Shares in ASX technology company Appen Ltd (ASX: APX) have continued to tumble this month. Since the beginning of May, Appen shares have shed almost 30% of their value, dropping to just $11 by the close of trade on Friday.
This means they are now down more than 50% this year and are a whopping 75% short of the 52-week high price of $43.66 they reached in August of 2020. They even recently fell to $10.65, their lowest price in more than two years.
That’s a pretty stunning fall from grace for a former ASX darling and member of the much-vaunted WAAAX group of companies – along with WiseTech Global Ltd (ASX: WTC), Altium Limited (ASX: ALU), Afterpay Ltd (ASX: APT) and Xero Limited (ASX: XRO).
Let’s take a look at what might have caused the big drop in the Appen share price.
Appen specialises in machine learning and artificial intelligence (AI). The company collects large amounts of data which it then provides to its clients to assist in ‘training’ their AI applications. For example, Appen might provide visual data to a company developing self-driving vehicles in order to assist the AI to recognise crucial objects like traffic lights, other cars and pedestrians.
Appen already has an impressive list of clients that it has partnered with over the years, including international tech giants like Microsoft Corporation (NASDAQ: MSFT) and Amazon.com Inc. (NASDAQ: AMZN).
What sparked the Appen share price decline?

_Source information_:
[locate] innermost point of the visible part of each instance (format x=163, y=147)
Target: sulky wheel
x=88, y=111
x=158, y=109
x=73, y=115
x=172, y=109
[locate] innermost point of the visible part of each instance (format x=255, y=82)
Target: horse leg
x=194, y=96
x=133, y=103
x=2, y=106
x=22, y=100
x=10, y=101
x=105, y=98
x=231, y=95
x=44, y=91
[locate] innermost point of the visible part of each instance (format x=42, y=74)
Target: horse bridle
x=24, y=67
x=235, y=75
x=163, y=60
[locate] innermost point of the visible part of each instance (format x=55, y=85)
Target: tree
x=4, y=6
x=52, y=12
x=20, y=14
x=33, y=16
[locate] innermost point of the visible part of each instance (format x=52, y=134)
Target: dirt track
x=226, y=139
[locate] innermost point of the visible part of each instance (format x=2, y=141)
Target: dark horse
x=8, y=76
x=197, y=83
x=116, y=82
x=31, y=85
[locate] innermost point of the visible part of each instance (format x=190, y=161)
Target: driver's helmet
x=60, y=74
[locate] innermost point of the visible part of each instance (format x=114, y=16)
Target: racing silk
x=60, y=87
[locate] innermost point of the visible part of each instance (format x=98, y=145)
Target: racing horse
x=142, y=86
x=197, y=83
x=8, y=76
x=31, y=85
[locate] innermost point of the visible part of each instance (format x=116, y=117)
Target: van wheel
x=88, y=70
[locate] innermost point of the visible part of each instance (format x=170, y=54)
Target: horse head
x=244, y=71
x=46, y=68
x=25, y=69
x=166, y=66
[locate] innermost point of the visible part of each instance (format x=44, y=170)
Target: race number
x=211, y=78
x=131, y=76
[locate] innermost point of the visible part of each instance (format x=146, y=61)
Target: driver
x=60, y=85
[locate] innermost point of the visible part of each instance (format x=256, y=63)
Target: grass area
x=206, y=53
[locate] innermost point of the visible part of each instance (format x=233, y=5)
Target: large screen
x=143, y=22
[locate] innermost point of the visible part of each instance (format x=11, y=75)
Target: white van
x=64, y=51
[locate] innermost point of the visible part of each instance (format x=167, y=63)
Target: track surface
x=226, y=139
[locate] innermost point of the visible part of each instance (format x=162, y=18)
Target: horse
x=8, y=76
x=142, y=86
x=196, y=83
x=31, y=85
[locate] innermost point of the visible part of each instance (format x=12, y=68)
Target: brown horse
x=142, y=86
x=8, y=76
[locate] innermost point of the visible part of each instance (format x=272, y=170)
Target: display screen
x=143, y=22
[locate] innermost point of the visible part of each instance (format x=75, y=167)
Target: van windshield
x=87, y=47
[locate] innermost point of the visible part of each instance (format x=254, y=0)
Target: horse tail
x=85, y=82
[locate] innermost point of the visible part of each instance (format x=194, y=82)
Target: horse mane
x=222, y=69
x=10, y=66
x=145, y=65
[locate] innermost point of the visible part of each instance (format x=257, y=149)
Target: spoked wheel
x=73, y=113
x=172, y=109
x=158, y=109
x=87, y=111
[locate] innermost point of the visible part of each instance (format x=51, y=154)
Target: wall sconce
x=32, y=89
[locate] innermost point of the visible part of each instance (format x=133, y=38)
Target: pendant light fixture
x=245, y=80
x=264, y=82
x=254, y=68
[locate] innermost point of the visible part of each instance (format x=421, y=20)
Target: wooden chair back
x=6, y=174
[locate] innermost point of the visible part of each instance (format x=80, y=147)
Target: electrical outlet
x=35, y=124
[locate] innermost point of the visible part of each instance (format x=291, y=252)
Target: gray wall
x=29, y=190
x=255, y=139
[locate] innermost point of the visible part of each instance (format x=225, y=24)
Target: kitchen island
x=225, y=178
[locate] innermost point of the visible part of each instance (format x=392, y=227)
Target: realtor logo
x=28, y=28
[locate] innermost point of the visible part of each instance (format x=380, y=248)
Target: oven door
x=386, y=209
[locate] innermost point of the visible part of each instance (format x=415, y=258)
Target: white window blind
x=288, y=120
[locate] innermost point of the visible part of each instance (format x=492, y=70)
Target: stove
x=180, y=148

_Assigned task 1_:
In the article on Appen's share price, what was the company's 52-week high, and in which month and year did it reach that price?
_Assigned task 2_:
Extend the article on Appen's share price past its final line.
The records have nothing to do with the work here.

_Expected output 1_:
$43.66, reached in August 2020.

_Expected output 2_:
This time last year, things were looking great for the Appen share price. It had shrugged off the March COVID market sell-off and was on its way to an all-time high of $43.66. However, things took a turn for the worse in August and haven’t improved since.
The initial sell-off came around the time Appen released its results for the half-year ended 30 June 2020. Although Appen reported revenue growth of 25% versus the prior comparative period, and a 44% uplift in statutory earnings before interest, tax, depreciation and amortisation expenses (EBITDA), shareholders were clearly unimpressed. It probably didn’t help that the company merely maintained – rather than increased – its full-year outlook. In the week following the release of the results, Appen shares dropped over 20% lower.
Then, in December, Appen was forced to issue a guidance downgrade. Due to a sluggish fourth quarter, Appen revealed that underlying EBITDA for the year ended 31 December 2020 was now expected to fall in the range of $106 million to $109 million. This was a pretty significant drop from the original guidance of between $125 million and $130 million, which had been reaffirmed in the company’s half-year report.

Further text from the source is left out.